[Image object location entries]

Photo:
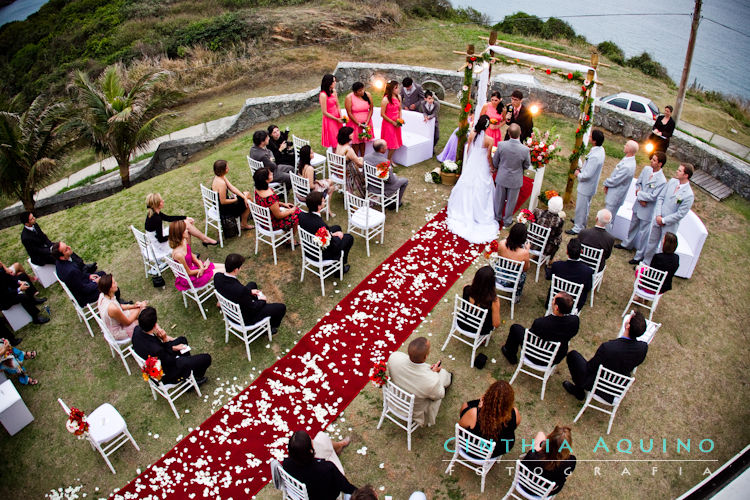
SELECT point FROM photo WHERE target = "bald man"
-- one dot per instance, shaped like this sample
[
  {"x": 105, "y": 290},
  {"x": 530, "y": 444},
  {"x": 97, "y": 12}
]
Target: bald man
[{"x": 617, "y": 185}]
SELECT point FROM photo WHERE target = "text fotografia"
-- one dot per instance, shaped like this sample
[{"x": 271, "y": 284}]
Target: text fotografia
[{"x": 621, "y": 446}]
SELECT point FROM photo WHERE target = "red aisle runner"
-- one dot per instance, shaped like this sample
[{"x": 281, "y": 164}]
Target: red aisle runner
[{"x": 228, "y": 455}]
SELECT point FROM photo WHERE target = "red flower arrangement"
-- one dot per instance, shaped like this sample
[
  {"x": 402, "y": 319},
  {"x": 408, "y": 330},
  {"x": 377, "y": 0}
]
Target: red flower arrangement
[
  {"x": 378, "y": 375},
  {"x": 383, "y": 169},
  {"x": 152, "y": 369},
  {"x": 76, "y": 423}
]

Set problem: Output the entries above exactly, without their pictures.

Solution for this exercise:
Photo:
SELECT point FROM photo WHERE target = "bald man"
-- one dot per instance, shaped like this sample
[
  {"x": 105, "y": 290},
  {"x": 530, "y": 444},
  {"x": 97, "y": 12}
]
Target: bald man
[{"x": 617, "y": 185}]
SELECT point FROM photo WHERE target = "text fotografia"
-- one dot per instance, shaped like this sample
[{"x": 271, "y": 284}]
Target: text fotografia
[{"x": 621, "y": 446}]
SELECT point FROM photo WHERE target = "red aisle runner"
-- one dot per instance, shaped like this sample
[{"x": 281, "y": 164}]
Target: red aisle runner
[{"x": 228, "y": 455}]
SELECT point FROM photo WHERE target = "red flower arrangement"
-- one dot per instance, shaped like this sample
[
  {"x": 402, "y": 319},
  {"x": 408, "y": 330},
  {"x": 377, "y": 0}
]
Target: red flower arrangement
[
  {"x": 378, "y": 375},
  {"x": 383, "y": 169},
  {"x": 152, "y": 369},
  {"x": 76, "y": 423}
]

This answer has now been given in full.